● **ACTIVITY**
Return only that part of the material below which starts with the line containing "the blonde woman" and goes on through the line containing "pen holder, one", restated exactly.

● **SUPPLIED ENTRIES**
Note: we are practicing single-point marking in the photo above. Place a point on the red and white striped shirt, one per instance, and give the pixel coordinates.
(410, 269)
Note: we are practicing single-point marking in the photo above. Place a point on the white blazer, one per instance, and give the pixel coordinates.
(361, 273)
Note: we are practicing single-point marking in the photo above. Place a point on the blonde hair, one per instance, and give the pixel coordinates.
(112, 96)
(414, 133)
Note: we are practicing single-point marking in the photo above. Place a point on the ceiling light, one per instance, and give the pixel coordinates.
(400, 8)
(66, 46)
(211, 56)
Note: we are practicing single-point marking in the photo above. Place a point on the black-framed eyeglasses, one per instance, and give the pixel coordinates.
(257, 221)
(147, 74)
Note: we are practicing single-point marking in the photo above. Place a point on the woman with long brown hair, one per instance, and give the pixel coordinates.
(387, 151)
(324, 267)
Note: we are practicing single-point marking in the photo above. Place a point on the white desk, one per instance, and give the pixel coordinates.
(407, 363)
--
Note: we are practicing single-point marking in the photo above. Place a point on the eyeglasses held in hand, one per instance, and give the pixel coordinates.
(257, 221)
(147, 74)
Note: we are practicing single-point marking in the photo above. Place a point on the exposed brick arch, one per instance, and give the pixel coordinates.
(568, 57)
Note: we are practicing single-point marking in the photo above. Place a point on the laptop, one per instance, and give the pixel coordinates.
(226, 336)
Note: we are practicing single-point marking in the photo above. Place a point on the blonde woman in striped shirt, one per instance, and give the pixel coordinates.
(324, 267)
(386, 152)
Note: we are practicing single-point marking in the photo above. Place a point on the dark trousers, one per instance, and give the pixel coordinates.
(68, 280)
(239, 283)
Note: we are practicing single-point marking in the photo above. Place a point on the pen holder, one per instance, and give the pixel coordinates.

● **ANSWER BOX**
Note: we are practicing single-point marking in the photo above. Place a point on the blonde woman in striped shirt, one per instance, and give the pixel coordinates.
(324, 267)
(386, 152)
Note: we are practicing single-point marking in the photo above. Place a point on the dark trousers, one per instance, and give the pixel coordinates.
(68, 280)
(239, 283)
Note: we are practicing single-point marking in the photo above. Place a point on the pen holder, one per instance, and give the pixel coordinates.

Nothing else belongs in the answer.